» **Description of the task**: Reproduce each record below exactly as written.

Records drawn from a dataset
##############################

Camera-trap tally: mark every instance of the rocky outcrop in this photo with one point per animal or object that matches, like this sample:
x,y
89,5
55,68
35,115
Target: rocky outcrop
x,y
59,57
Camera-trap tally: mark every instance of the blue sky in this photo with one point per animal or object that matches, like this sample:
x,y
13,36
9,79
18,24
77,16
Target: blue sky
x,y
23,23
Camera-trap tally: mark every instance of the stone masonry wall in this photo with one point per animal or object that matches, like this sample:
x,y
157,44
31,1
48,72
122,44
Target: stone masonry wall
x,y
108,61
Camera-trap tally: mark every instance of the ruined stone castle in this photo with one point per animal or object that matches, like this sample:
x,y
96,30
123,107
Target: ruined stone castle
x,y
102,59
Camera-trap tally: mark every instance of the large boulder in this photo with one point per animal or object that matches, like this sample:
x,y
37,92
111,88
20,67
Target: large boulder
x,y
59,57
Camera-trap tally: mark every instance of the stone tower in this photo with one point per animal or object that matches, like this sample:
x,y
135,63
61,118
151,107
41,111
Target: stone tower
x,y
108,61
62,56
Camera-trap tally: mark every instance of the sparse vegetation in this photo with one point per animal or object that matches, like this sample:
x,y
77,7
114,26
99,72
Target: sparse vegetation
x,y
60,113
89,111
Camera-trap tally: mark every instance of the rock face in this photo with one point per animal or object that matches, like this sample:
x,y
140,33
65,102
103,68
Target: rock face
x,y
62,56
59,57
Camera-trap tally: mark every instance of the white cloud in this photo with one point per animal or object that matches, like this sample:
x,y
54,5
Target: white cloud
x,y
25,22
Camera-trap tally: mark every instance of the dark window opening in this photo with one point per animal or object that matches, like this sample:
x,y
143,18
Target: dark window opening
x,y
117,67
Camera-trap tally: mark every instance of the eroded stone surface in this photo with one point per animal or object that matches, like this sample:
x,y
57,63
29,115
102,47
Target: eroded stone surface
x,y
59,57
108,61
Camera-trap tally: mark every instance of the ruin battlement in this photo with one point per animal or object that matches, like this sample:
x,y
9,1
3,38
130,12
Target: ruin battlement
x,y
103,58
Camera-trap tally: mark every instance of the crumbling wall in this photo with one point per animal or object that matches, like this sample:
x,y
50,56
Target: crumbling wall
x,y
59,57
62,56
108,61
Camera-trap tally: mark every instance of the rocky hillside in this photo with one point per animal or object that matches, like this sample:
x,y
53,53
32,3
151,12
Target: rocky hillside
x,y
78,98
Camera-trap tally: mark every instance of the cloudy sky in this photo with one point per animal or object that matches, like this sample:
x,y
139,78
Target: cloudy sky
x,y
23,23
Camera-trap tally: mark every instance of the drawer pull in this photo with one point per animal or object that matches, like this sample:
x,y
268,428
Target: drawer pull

##############################

» **Response area**:
Camera-trap tally: mark every instance of the rocky outcrop in this photo with one point per animal or object that matches, like this sample:
x,y
89,5
55,68
35,115
Target: rocky outcrop
x,y
59,57
Camera-trap tally: mark every instance of the blue sky in this photo with one point per animal or object that matches, like this sample:
x,y
13,36
9,79
18,24
77,16
Target: blue sky
x,y
23,23
Camera-trap tally: mark every instance of the stone masonry wall in this photo with one point per animal or object that matches, like this sample:
x,y
157,44
31,1
48,72
122,44
Target: stone masonry wall
x,y
108,61
Camera-trap tally: mark every instance of the ruined stone castle in this photo with one point per animal or object that matches, like this sample:
x,y
96,30
123,107
Target: ruined stone castle
x,y
102,59
Camera-trap tally: mark every instance of the large boulder in this photo with one point per animal or object that matches, like this sample:
x,y
37,92
111,88
20,67
Target: large boulder
x,y
59,57
Camera-trap tally: mark every instance of the stone tower in this photo with one point per animal or object that matches, like this sample:
x,y
135,63
61,118
151,107
41,111
Target: stone tower
x,y
108,61
62,56
Camera-trap tally: mark every instance of the sparse vegetation in this photo with one point per animal or object that matches, like this sample:
x,y
77,7
114,26
99,72
Target: sparse vegetation
x,y
60,113
89,111
Camera-trap tally: mark every instance of the rock face in this photo with one point per animal or object that matches, like this sample:
x,y
140,33
65,102
103,68
Target: rock face
x,y
62,56
59,57
Camera-trap tally: mark every instance of the white cloud in this photo with one point per animal or object that matches, like this sample:
x,y
54,5
Target: white cloud
x,y
25,22
Camera-trap tally: mark every instance of the dark window opening in this photo with one point per animal or object that matches, like this sample:
x,y
143,18
Target: dark window opening
x,y
117,67
Camera-trap tally: mark every instance of the eroded stone surface in this photo with one point per animal or object that matches, like this sample:
x,y
57,63
29,115
102,47
Target: eroded stone surface
x,y
59,57
108,61
Camera-trap tally: mark every instance of the ruin battlement in this photo with one point per animal or object that matches, like this sample:
x,y
9,1
3,38
130,12
Target: ruin battlement
x,y
103,58
Camera-trap tally: mark every instance of the crumbling wall in this photo with one point per animal or object that matches, like this sample:
x,y
50,56
Target: crumbling wall
x,y
59,57
62,56
108,61
Camera-trap tally: mark every instance of the rocky hillside in this photo with one point per animal or object that matches, like this sample:
x,y
53,53
32,3
151,12
Target: rocky hillside
x,y
78,98
Camera-trap tally: mark every instance of the cloudy sky in this photo with one point per animal or object that matches, like this sample:
x,y
139,78
Target: cloudy sky
x,y
23,23
Camera-trap tally: mark every instance of the drawer pull in this photo with one point per animal or object that matches, like this sample:
x,y
268,428
Target: drawer pull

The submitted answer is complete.